RAW RECORDS >>
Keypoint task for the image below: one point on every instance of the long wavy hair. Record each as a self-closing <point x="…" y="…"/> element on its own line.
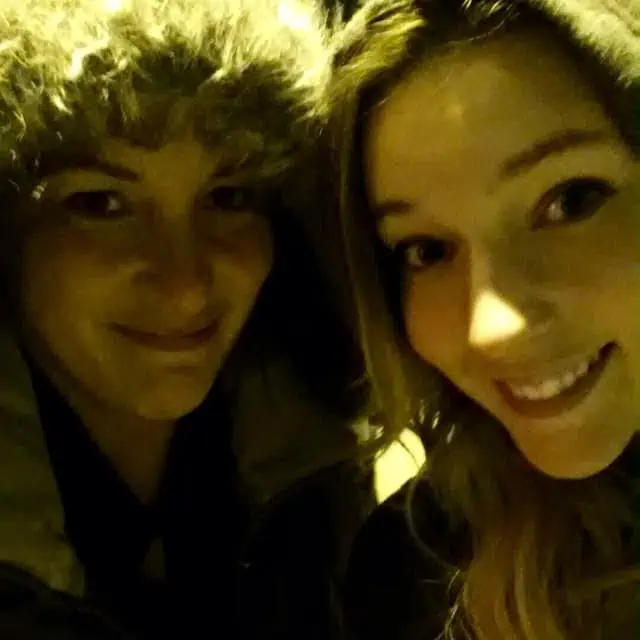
<point x="550" y="560"/>
<point x="246" y="77"/>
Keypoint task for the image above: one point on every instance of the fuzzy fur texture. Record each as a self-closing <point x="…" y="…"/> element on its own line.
<point x="611" y="27"/>
<point x="75" y="71"/>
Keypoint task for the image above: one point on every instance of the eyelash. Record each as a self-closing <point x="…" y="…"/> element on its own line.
<point x="225" y="200"/>
<point x="445" y="252"/>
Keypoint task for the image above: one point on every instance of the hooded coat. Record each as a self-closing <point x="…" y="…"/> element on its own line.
<point x="259" y="499"/>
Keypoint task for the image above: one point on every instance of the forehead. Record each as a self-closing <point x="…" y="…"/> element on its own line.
<point x="464" y="112"/>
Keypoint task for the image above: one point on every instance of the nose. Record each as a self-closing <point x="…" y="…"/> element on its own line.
<point x="503" y="306"/>
<point x="179" y="270"/>
<point x="493" y="319"/>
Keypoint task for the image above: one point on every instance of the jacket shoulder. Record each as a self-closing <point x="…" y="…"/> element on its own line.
<point x="31" y="516"/>
<point x="397" y="578"/>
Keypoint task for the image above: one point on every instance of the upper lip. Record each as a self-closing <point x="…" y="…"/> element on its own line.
<point x="535" y="373"/>
<point x="169" y="333"/>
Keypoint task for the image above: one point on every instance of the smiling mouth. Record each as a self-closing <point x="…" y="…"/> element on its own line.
<point x="562" y="393"/>
<point x="171" y="341"/>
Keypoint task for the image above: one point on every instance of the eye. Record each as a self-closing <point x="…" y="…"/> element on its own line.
<point x="96" y="205"/>
<point x="416" y="254"/>
<point x="573" y="201"/>
<point x="231" y="198"/>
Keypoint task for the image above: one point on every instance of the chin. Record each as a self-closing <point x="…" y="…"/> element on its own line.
<point x="571" y="465"/>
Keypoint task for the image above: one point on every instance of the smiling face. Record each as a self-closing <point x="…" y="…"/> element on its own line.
<point x="138" y="275"/>
<point x="502" y="187"/>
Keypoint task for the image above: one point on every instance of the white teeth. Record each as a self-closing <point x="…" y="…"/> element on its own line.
<point x="553" y="387"/>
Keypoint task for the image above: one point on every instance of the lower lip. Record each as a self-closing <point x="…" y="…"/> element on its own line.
<point x="567" y="400"/>
<point x="173" y="343"/>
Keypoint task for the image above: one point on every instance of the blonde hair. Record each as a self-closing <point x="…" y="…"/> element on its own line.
<point x="530" y="576"/>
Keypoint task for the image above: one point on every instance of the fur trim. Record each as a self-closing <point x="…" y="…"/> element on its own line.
<point x="610" y="27"/>
<point x="75" y="71"/>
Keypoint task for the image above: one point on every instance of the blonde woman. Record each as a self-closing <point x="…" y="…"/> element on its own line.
<point x="173" y="376"/>
<point x="491" y="214"/>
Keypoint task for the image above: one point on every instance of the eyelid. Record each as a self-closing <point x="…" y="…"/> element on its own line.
<point x="556" y="191"/>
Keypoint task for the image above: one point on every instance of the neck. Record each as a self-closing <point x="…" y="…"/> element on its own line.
<point x="136" y="447"/>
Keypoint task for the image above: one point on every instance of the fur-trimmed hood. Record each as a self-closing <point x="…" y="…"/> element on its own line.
<point x="610" y="27"/>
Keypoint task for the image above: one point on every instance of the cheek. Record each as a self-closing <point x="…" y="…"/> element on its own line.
<point x="62" y="283"/>
<point x="245" y="252"/>
<point x="434" y="321"/>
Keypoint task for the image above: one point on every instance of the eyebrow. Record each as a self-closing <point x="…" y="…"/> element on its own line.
<point x="225" y="169"/>
<point x="553" y="145"/>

AIM >> Arrange all of the rows above as a two-column CSV with the headers label_prompt and point_answer. Each row becomes one line, with its text and its answer each enclosed in double quotes, line breaks replaced by spaces, and the pictures omitted.

RESULT >>
label_prompt,point_answer
"Keypoint task for the image below: one point on every instance of the long wavy hair. Record each as a self-closing <point x=""…"" y=""…""/> element on its own line.","<point x=""550"" y=""560""/> <point x=""246"" y=""77""/>"
"Keypoint task for the image above: one point on every instance of the fuzzy fur texture. Record each as a self-closing <point x=""…"" y=""…""/> element on its own line.","<point x=""611"" y=""27""/> <point x=""75"" y=""71""/>"
"Keypoint task for the image above: one point on every instance of the eyelash. Record each as a self-closing <point x=""…"" y=""…""/> element on its own line.","<point x=""225"" y=""200""/> <point x=""445"" y=""252""/>"
"Keypoint task for the image above: one point on every instance of the hooded coat. Record each as a self-closing <point x=""…"" y=""…""/> element on its own line.","<point x=""259"" y=""499""/>"
"Keypoint task for the image above: one point on every instance of the forehead. Record each as a self-closing <point x=""…"" y=""…""/> element on its own line.","<point x=""464"" y=""112""/>"
"Keypoint task for the image above: one point on every instance of the nose. Record each as a self-closing <point x=""…"" y=""…""/> element on its own line.","<point x=""503"" y=""306""/> <point x=""179"" y=""270""/> <point x=""493"" y=""319""/>"
"Keypoint task for the image above: one point on every instance of the jacket shoulder. Record each as a self-closing <point x=""…"" y=""…""/> element on its own line.","<point x=""31"" y=""516""/> <point x=""397"" y=""578""/>"
"Keypoint task for the image above: one point on every instance of the upper lip. Record each as a self-closing <point x=""…"" y=""…""/> element on its own line.","<point x=""535"" y=""373""/> <point x=""169"" y=""333""/>"
"Keypoint task for the image above: one point on every instance of the smiling mouth. Record each as a self-closing <point x=""…"" y=""…""/> element on its own line.","<point x=""562"" y=""393""/> <point x=""171"" y=""341""/>"
"Keypoint task for the image above: one point on every instance of the eye. Record each as a self-closing <point x=""…"" y=""…""/> element on its own line.","<point x=""96"" y=""205""/> <point x=""416"" y=""254""/> <point x=""573"" y=""201""/> <point x=""231"" y=""198""/>"
"Keypoint task for the image above: one point on every instance of the chin. Record each as a self-closing <point x=""…"" y=""…""/> element on its own line.","<point x=""571"" y=""465""/>"
"Keypoint task for the image above: one point on every instance of the smiling face. Record each as a self-closing <point x=""…"" y=""…""/> element on its own line.","<point x=""138"" y=""275""/> <point x=""502"" y=""187""/>"
"Keypoint task for the image above: one point on every instance of the white teeth. Record each as a self-closing <point x=""…"" y=""…""/> element on its own line.","<point x=""553"" y=""387""/>"
"Keypoint task for the image above: one point on every instance of the lower lip. Record each as a self-closing <point x=""…"" y=""…""/> element on its own line.","<point x=""567"" y=""400""/> <point x=""173"" y=""343""/>"
"Keypoint task for the image above: one point on every instance of the blonde hair. Record each as a self-closing <point x=""…"" y=""…""/> element on its own line.","<point x=""530"" y=""576""/>"
"Keypoint task for the image above: one point on every instance of the fur trim. Record each as a self-closing <point x=""…"" y=""…""/> element on its own line.","<point x=""610"" y=""27""/> <point x=""75"" y=""71""/>"
"Keypoint task for the image above: one point on every instance of the blonde woman. Record each as a self-closing <point x=""…"" y=""…""/> element on its own line.","<point x=""173"" y=""376""/> <point x=""491"" y=""214""/>"
"Keypoint task for the image above: one point on every instance of the eyelid. Record each as a self-closing <point x=""…"" y=""…""/> element on its own line.","<point x=""556"" y=""191""/>"
"Keypoint task for the image above: one point on every instance of the neck. Record each as a self-closing <point x=""…"" y=""…""/> element on its own line.","<point x=""136"" y=""447""/>"
"Keypoint task for the image above: one point on every instance of the fur-trimmed hood. Record each as a self-closing <point x=""…"" y=""…""/> element on its own line.","<point x=""610"" y=""27""/>"
"Keypoint task for the image above: one point on every instance of the cheek. Record each as a self-closing <point x=""…"" y=""…""/> element on its own line.","<point x=""62"" y=""283""/> <point x=""245"" y=""252""/> <point x=""434"" y=""321""/>"
"Keypoint task for the image above: one point on every instance of the eyebrow. Record each as a self-closing <point x=""…"" y=""…""/> element on its own line.","<point x=""225"" y=""169""/> <point x=""553"" y=""145""/>"